WHAT YOU NEED TO DO: Going line by line through the entries, count those containing "before" and state only the result.

ENTRIES SHOWN:

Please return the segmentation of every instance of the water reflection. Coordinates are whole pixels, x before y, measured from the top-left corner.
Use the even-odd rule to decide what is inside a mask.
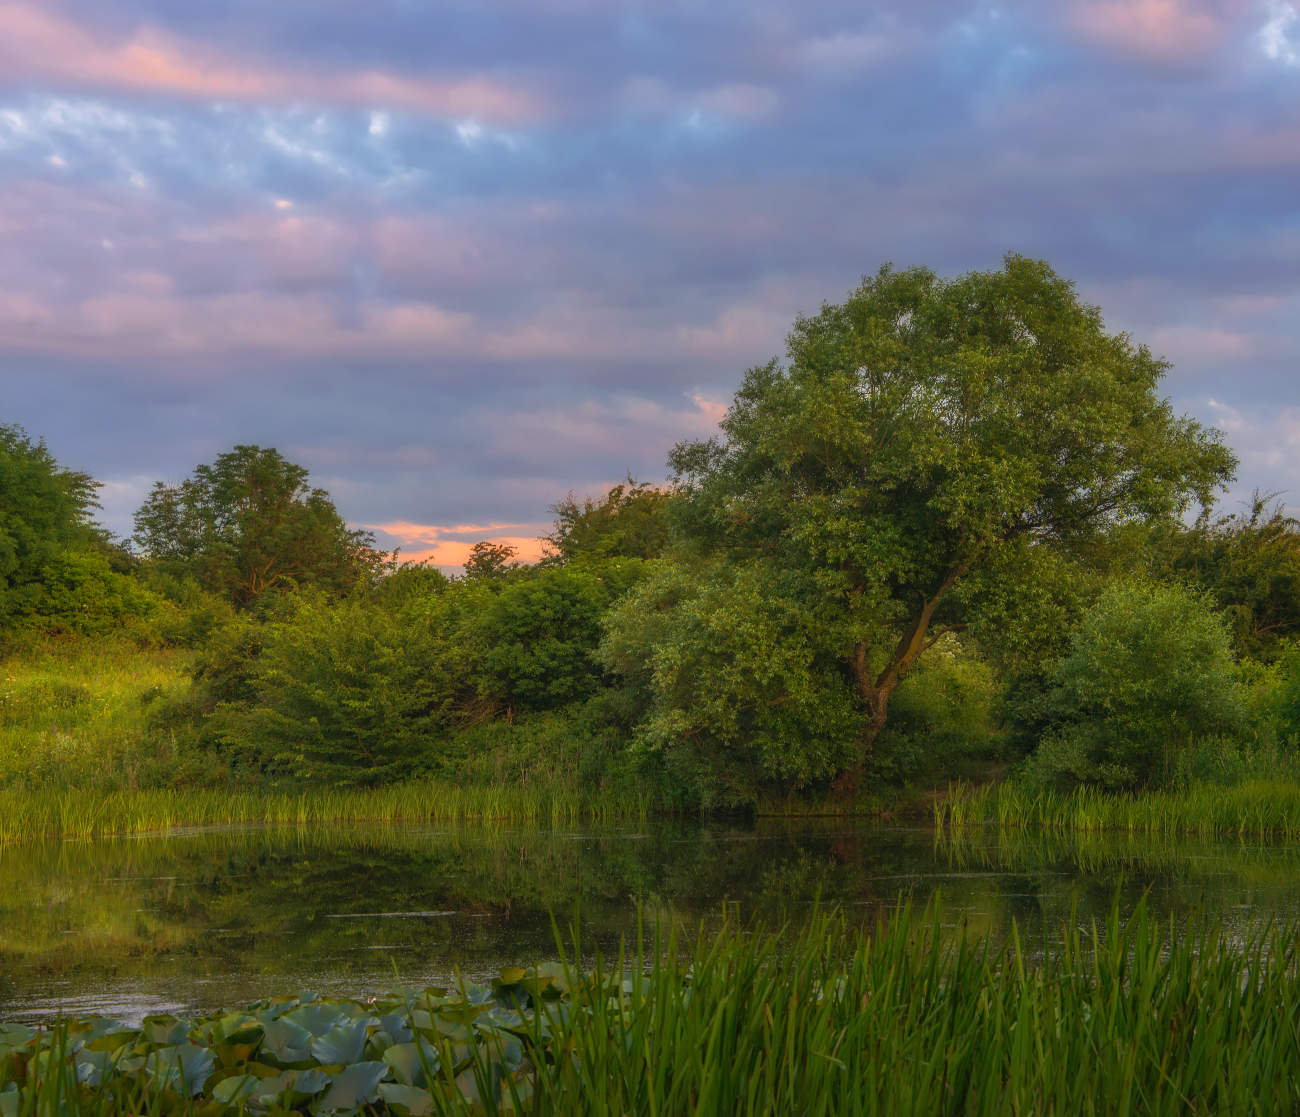
[[[843,822],[662,820],[636,830],[210,830],[0,849],[0,1017],[128,1020],[315,989],[480,977],[588,956],[647,923],[781,924],[812,904],[873,923],[938,891],[955,933],[1087,922],[1118,898],[1230,925],[1300,913],[1288,845],[1082,841]]]

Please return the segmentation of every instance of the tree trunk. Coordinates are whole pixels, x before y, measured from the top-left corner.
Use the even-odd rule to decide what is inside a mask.
[[[934,596],[921,599],[921,608],[903,630],[903,635],[899,637],[898,644],[889,657],[889,662],[885,664],[884,669],[878,675],[872,675],[867,663],[867,645],[859,643],[854,647],[851,664],[853,681],[857,684],[858,694],[862,698],[862,704],[866,707],[867,720],[862,727],[862,733],[858,737],[857,759],[853,768],[843,773],[835,781],[838,789],[852,791],[861,783],[862,776],[866,771],[867,761],[871,759],[871,751],[876,743],[876,738],[880,735],[880,731],[885,728],[885,723],[888,720],[890,696],[898,689],[898,684],[903,681],[908,671],[912,669],[913,664],[921,657],[921,653],[934,643],[933,639],[927,640],[930,632],[930,622],[934,619],[934,611],[938,608],[939,602],[944,595],[952,588],[953,583],[965,574],[969,567],[968,562],[953,567],[944,576],[939,588],[935,590]],[[942,635],[942,632],[940,635]]]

OUTPUT: 2